* [Excerpted text]:
========================================================================

Down to the west coast

Farewelling Machu Picchu, from Ollantyambo the GPS showed about 1000kms to Chincha on the Pacific Coast. We had planned that this would take us around 2 days. It was our destination for the weekend as Harry, the brother of a friend of ours, is a teacher in Lima and organises his students to fundraise and build houses for families still living in emergency accommodation after the earthquake in 2008.

 

We left Ollanta and headed up the hill towards the Salinas, where we stopped breifly to look at the salt pans from which families harvest salt. Then it was westwards as far as we could get. The scenery led from deep valleys to high mountain passes. At dusk we were atop a mountain looking down into the town of Abancay 1500m below. The winding road took a while to negotiate and once in town, we happened across Hotel Touristica. It was a very grand and old white colonial style building with a secure parking. Not the cheapest ($70USD for a 4 bed rooom) but clean and relatively well appointed and hot showers!

 

The next day was long and tiring. We only made it to Ayachuco, about half way to the coast. Twice we found ourselves at over 4000m after passing through valleys of less than 2000m. Our total climb for the day was over 7000m, with an average speed of 45kmh… But beautiful scenery and lots of `mummy scary roads`!

========================================================================

* [Supplied records]:
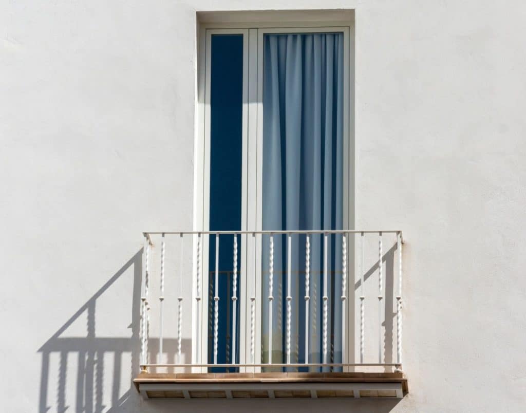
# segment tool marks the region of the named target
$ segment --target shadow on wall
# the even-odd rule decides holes
[[[385,362],[387,363],[391,362],[393,358],[392,330],[396,314],[393,311],[392,291],[396,248],[395,244],[382,258],[382,261],[386,263],[385,290],[387,293],[383,324],[385,327],[383,354]],[[139,371],[142,255],[141,249],[38,349],[38,352],[42,354],[38,400],[39,413],[46,413],[51,410],[52,407],[55,406],[56,409],[53,410],[57,413],[63,413],[66,410],[75,413],[117,413],[137,411],[148,407],[156,410],[160,409],[161,411],[172,411],[174,408],[178,408],[181,411],[208,411],[213,409],[216,411],[228,411],[230,413],[247,410],[288,412],[290,411],[291,402],[294,404],[295,409],[307,411],[322,411],[330,406],[333,413],[350,410],[387,413],[391,411],[400,401],[398,399],[362,399],[329,401],[295,399],[277,402],[274,400],[262,399],[239,400],[234,402],[211,399],[149,401],[146,402],[152,405],[146,407],[143,404],[145,402],[136,391],[132,381]],[[377,261],[366,271],[364,275],[365,281],[377,273],[378,264]],[[96,336],[95,311],[97,299],[121,277],[127,276],[130,273],[133,274],[133,298],[130,309],[132,323],[128,328],[131,329],[131,336],[126,337]],[[355,290],[358,290],[360,286],[358,280],[355,284]],[[81,322],[83,320],[81,316],[85,314],[87,319],[85,335],[83,337],[64,336],[64,334],[70,326],[78,320]],[[165,338],[164,340],[164,347],[167,354],[168,363],[175,362],[177,344],[176,339]],[[184,352],[189,352],[190,344],[189,340],[184,340]],[[148,348],[150,359],[156,359],[159,349],[158,340],[150,337]],[[76,362],[72,363],[72,360],[76,360]],[[58,368],[56,366],[58,366]],[[76,371],[72,374],[72,372],[75,371],[74,366],[76,367]],[[124,392],[122,392],[121,389],[127,388]],[[110,395],[104,394],[108,389],[110,389]],[[53,403],[52,401],[55,402]],[[319,407],[316,406],[316,403],[320,403]],[[72,408],[73,404],[74,409]]]
[[[38,349],[42,360],[38,400],[40,413],[52,410],[49,404],[55,405],[56,410],[53,410],[58,413],[66,410],[76,413],[137,411],[141,398],[132,380],[139,372],[142,255],[141,249]],[[131,336],[97,337],[97,299],[121,277],[129,276],[130,273],[133,278],[132,323],[128,326]],[[70,326],[77,320],[83,322],[85,319],[81,317],[86,316],[85,336],[64,336]],[[169,363],[175,362],[177,345],[176,339],[164,340],[164,351],[167,353]],[[189,347],[189,340],[184,340],[183,351],[188,351]],[[150,359],[155,359],[158,349],[158,340],[150,338]],[[75,362],[72,363],[72,359]],[[58,369],[55,367],[57,365]],[[73,366],[77,371],[72,374]],[[127,390],[121,394],[121,389],[127,387]],[[110,389],[110,396],[104,394]],[[74,406],[71,405],[74,403],[72,408]]]

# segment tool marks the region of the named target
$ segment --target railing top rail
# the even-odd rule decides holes
[[[295,234],[399,234],[402,235],[400,229],[315,229],[315,230],[265,230],[265,231],[145,231],[143,233],[146,237],[148,235],[248,235],[253,234],[272,234],[279,235]]]

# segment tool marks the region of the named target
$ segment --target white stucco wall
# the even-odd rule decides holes
[[[196,12],[338,8],[356,10],[356,227],[406,240],[410,392],[145,402],[132,297],[141,232],[191,226]],[[519,1],[1,2],[2,410],[523,411],[525,19]]]

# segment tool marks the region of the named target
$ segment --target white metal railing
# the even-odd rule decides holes
[[[342,368],[356,368],[359,366],[363,367],[370,366],[382,366],[384,367],[391,367],[396,368],[395,371],[401,371],[402,364],[402,244],[403,240],[402,236],[402,231],[399,230],[297,230],[297,231],[153,231],[146,232],[143,234],[145,237],[145,247],[144,249],[144,277],[143,279],[142,295],[141,297],[141,357],[140,366],[143,372],[147,371],[149,367],[171,367],[171,368],[211,368],[211,367],[228,367],[228,368],[244,368],[244,367],[342,367]],[[291,318],[292,313],[297,311],[299,308],[299,303],[293,303],[293,297],[291,293],[291,274],[293,273],[292,268],[292,256],[293,248],[293,236],[296,235],[301,235],[305,237],[305,362],[294,362],[291,359],[292,347],[292,331],[291,331]],[[332,238],[333,235],[339,236]],[[394,275],[394,268],[392,269],[392,291],[386,290],[386,280],[385,279],[386,274],[382,270],[382,263],[384,260],[383,248],[382,240],[384,237],[390,235],[391,237],[394,236],[394,242],[391,247],[391,250],[392,254],[392,265],[394,266],[395,252],[396,253],[397,259],[398,261],[398,268],[396,271],[396,276]],[[309,316],[309,301],[312,298],[311,296],[311,281],[312,276],[312,268],[311,263],[311,257],[312,254],[312,238],[315,236],[319,236],[322,237],[322,251],[320,254],[322,256],[320,260],[322,263],[322,267],[320,269],[320,275],[322,277],[321,283],[322,291],[322,308],[321,312],[322,315],[322,326],[321,333],[321,355],[320,359],[322,362],[309,362],[309,327],[311,325],[312,320]],[[228,351],[230,354],[230,362],[218,363],[218,355],[219,353],[218,347],[218,336],[219,335],[220,328],[224,328],[224,326],[220,326],[219,323],[219,301],[220,296],[218,293],[219,284],[219,274],[221,271],[225,272],[226,269],[220,268],[219,263],[219,252],[220,252],[220,240],[221,237],[225,236],[233,236],[233,240],[231,243],[232,247],[232,261],[231,266],[228,268],[228,273],[231,274],[232,276],[232,295],[230,297],[230,303],[229,309],[231,311],[231,315],[229,318],[229,323],[231,323],[231,336],[228,338],[228,345],[230,346],[230,350]],[[268,239],[268,256],[263,256],[263,248],[261,248],[264,236],[266,240]],[[275,277],[276,274],[281,274],[282,271],[276,271],[275,267],[275,258],[276,252],[275,250],[275,239],[278,236],[286,237],[286,253],[283,255],[284,257],[286,257],[286,263],[282,266],[282,268],[285,270],[286,273],[286,280],[285,281],[285,294],[286,296],[285,301],[286,309],[285,316],[285,331],[284,337],[285,337],[284,343],[284,359],[280,362],[274,362],[272,360],[272,331],[275,326],[273,325],[272,308],[273,302],[276,298],[274,296],[274,281]],[[378,256],[375,260],[377,259],[376,264],[370,266],[369,270],[366,267],[365,253],[367,249],[366,237],[367,242],[369,244],[372,241],[371,238],[374,236],[378,237]],[[244,246],[243,243],[245,243],[244,254],[247,254],[247,251],[249,249],[251,249],[252,257],[254,260],[254,267],[248,265],[245,261],[245,268],[241,268],[241,273],[245,274],[244,279],[248,280],[249,278],[251,280],[251,291],[245,290],[246,297],[241,297],[245,300],[246,303],[246,308],[247,315],[245,319],[245,326],[244,329],[240,331],[241,335],[244,334],[244,337],[238,337],[237,331],[238,326],[237,323],[241,321],[238,319],[238,313],[239,309],[238,306],[238,287],[239,283],[241,280],[238,279],[238,275],[240,274],[239,268],[239,263],[240,259],[239,248],[238,246],[238,239],[240,238],[241,242],[241,246]],[[330,241],[329,238],[333,239],[333,241]],[[156,238],[160,238],[160,267],[158,271],[160,291],[159,295],[159,306],[158,309],[159,313],[159,325],[158,326],[159,334],[159,358],[157,360],[157,362],[152,362],[149,359],[149,349],[148,349],[148,338],[150,333],[150,313],[151,305],[149,298],[150,285],[152,271],[150,270],[150,261],[151,260],[151,249],[154,245],[154,240],[156,244],[157,241]],[[176,354],[174,359],[175,363],[165,363],[163,359],[164,354],[163,341],[164,341],[164,304],[165,300],[165,262],[166,260],[166,243],[167,239],[170,238],[173,240],[174,244],[178,243],[179,247],[179,257],[178,274],[177,277],[178,278],[177,281],[179,285],[179,294],[177,297],[177,314],[176,318],[177,320],[177,346],[176,349]],[[177,239],[178,238],[178,241]],[[208,256],[207,254],[208,246],[210,245],[209,241],[211,238],[214,239],[215,245],[215,263],[212,263],[214,265],[209,268],[213,268],[213,270],[207,271],[207,274],[209,275],[211,280],[213,280],[213,283],[208,283],[210,286],[209,289],[213,288],[213,291],[208,291],[208,296],[213,300],[214,305],[213,308],[210,307],[210,312],[211,314],[206,314],[207,309],[204,308],[202,305],[202,299],[204,296],[204,290],[207,287],[207,285],[204,284],[204,266],[207,265],[208,260]],[[249,241],[251,238],[251,241]],[[298,241],[299,242],[299,237],[298,237]],[[185,273],[183,270],[183,262],[185,258],[185,242],[187,242],[189,245],[191,246],[191,256],[194,257],[194,269],[191,273]],[[341,362],[334,362],[334,360],[329,359],[329,347],[333,343],[330,342],[329,338],[329,331],[328,320],[329,317],[329,308],[328,306],[329,295],[328,291],[329,278],[331,276],[331,271],[329,269],[329,261],[331,259],[329,256],[329,243],[332,242],[335,244],[336,242],[341,242],[341,295],[340,297],[333,297],[334,303],[332,308],[335,308],[337,306],[337,298],[339,298],[339,304],[341,306],[341,346],[342,349],[342,356]],[[204,248],[206,244],[207,247]],[[351,250],[349,247],[350,246]],[[175,249],[175,248],[174,248]],[[188,249],[186,249],[188,251]],[[248,256],[248,255],[247,255]],[[261,291],[259,296],[256,294],[257,288],[256,286],[258,283],[261,283],[262,279],[261,269],[257,268],[257,257],[259,257],[261,260],[264,258],[268,260],[266,262],[268,264],[268,291]],[[352,257],[352,259],[351,258]],[[359,257],[359,259],[358,259]],[[354,263],[358,263],[358,265],[355,266]],[[209,263],[208,263],[209,264]],[[378,295],[377,298],[378,303],[378,315],[377,321],[378,327],[378,360],[372,362],[371,354],[370,349],[366,351],[366,321],[371,323],[373,317],[366,316],[366,274],[369,276],[372,273],[378,271]],[[302,271],[303,272],[303,271]],[[332,271],[333,273],[334,271]],[[259,278],[257,275],[259,274]],[[356,323],[352,320],[348,320],[347,318],[347,310],[348,305],[355,302],[354,299],[355,291],[351,289],[350,294],[352,296],[349,296],[349,288],[348,287],[348,281],[347,279],[348,275],[354,276],[355,283],[351,285],[355,289],[357,290],[358,287],[356,286],[357,284],[359,281],[359,296],[357,298],[359,298],[356,301],[358,301],[357,306],[359,308],[356,309],[357,314],[359,315],[358,321]],[[192,337],[193,343],[195,345],[195,352],[192,362],[190,363],[182,362],[181,358],[181,341],[183,339],[184,328],[183,321],[186,319],[183,314],[184,308],[184,301],[186,297],[182,293],[184,284],[188,283],[191,279],[193,285],[193,298],[195,301],[194,306],[194,310],[191,317],[191,323],[194,328],[193,336]],[[395,279],[398,281],[397,287],[395,287]],[[371,281],[372,279],[371,279]],[[356,283],[356,284],[355,284]],[[370,289],[370,288],[369,288]],[[396,290],[396,291],[395,291]],[[335,290],[336,291],[336,290]],[[250,293],[249,294],[249,293]],[[265,297],[266,294],[268,293],[268,296]],[[393,299],[393,302],[396,299],[396,355],[394,351],[390,357],[391,362],[387,362],[386,355],[382,352],[382,347],[386,344],[387,339],[382,339],[382,336],[386,335],[388,333],[387,327],[382,327],[382,301],[385,302],[385,298],[387,295],[390,295],[391,298]],[[349,301],[349,298],[352,297],[353,299]],[[262,362],[260,355],[259,359],[257,359],[257,354],[256,348],[257,346],[261,347],[262,343],[258,342],[257,336],[260,337],[260,335],[258,335],[256,331],[256,313],[257,306],[260,306],[259,309],[262,311],[266,311],[268,315],[268,337],[267,338],[268,351],[268,361],[267,362]],[[266,307],[264,308],[264,307]],[[386,313],[387,314],[387,313]],[[210,323],[211,330],[213,337],[211,341],[211,352],[209,353],[210,355],[209,357],[211,362],[208,362],[207,360],[203,359],[202,346],[207,345],[207,340],[204,339],[204,337],[199,337],[200,331],[205,331],[204,325],[208,325],[208,323],[203,324],[203,316],[207,316],[208,318],[205,319]],[[384,318],[385,316],[384,316]],[[347,339],[347,330],[349,328],[355,329],[355,325],[358,324],[356,330],[357,331],[358,336],[358,347],[359,349],[359,356],[356,358],[355,357],[353,349],[351,351],[349,349],[353,348],[352,346],[347,346],[346,340]],[[262,327],[262,326],[261,326]],[[336,328],[336,327],[333,327]],[[283,332],[282,331],[282,333]],[[204,333],[202,333],[204,335]],[[227,335],[228,336],[228,335]],[[352,336],[354,337],[354,336]],[[298,338],[297,337],[297,339]],[[243,340],[244,343],[247,343],[247,350],[242,357],[242,359],[238,360],[236,358],[237,349],[240,347],[240,339]],[[297,346],[297,343],[294,343],[295,347]],[[369,360],[366,362],[366,356]],[[224,357],[227,359],[228,357]],[[357,360],[356,362],[353,362]]]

========================================================================

* [Problems and tasks]:
a - Does the road-trip account agree with each of these statements? (i) The GPS showed roughly 1000 km to Chincha. (ii) Hotel Touristica was the cheapest place to stay. (iii) The travelers reached the coast by the end of the second day. Answer yes or no for each and quote the words from the text that decide it.
b - Pick up the road-trip account where it stops and write the next part.
The records have nothing to do with the road-trip account.

* [Outputs by task]:
a -
(i) Yes: "the GPS showed about 1000kms to Chincha on the Pacific Coast"
(ii) No: "Not the cheapest"
(iii) No: "about half way to the coast"

b -
Ayachuco was a busy place and again we found a good clean hotel with parking for a similar price. The town was our introduction to the western peruvian obsession with chickens. Pollerias (hot chicken shops) were everywhere. We lost count of how many we saw, and ended up in one for dinner. A 1/4 roast chicken, rice and hot chips and salad came to $4 a person.

From Ayachuco, the road headed up again across geological faultlines that buckle the roads and westwards over the high plateau before descending steeply down into the Pacific coast. The grass in the high desert disappeared and the valley walls were bereft of life. The only signs of vegetation were on the valley floor where corn, grapes and other crops were growing on the green blanket in stark contrast to the barren walls.

 

Soon, we hit the sand dunes and the barren Pacific coast. There is so little rain here as the current up the west coast of Chile and Peru is cold, and the onshore winds can´t carry enough moisture to rain. We hit Chincha after lunch and got to work house building soon after.

Harry is an Australian teacher at Markham College in Lima has been organising groups of students to house build in Chincha for the last few years. The students have to fundraise for the materials. It costs around $1000 to build one house. This year, the project was to build 9 houses.

 

The family for whom we built a house had two young children who loved playing with our kids. Ben gave the boy his lego car, and Holly gave the young girl a toy car.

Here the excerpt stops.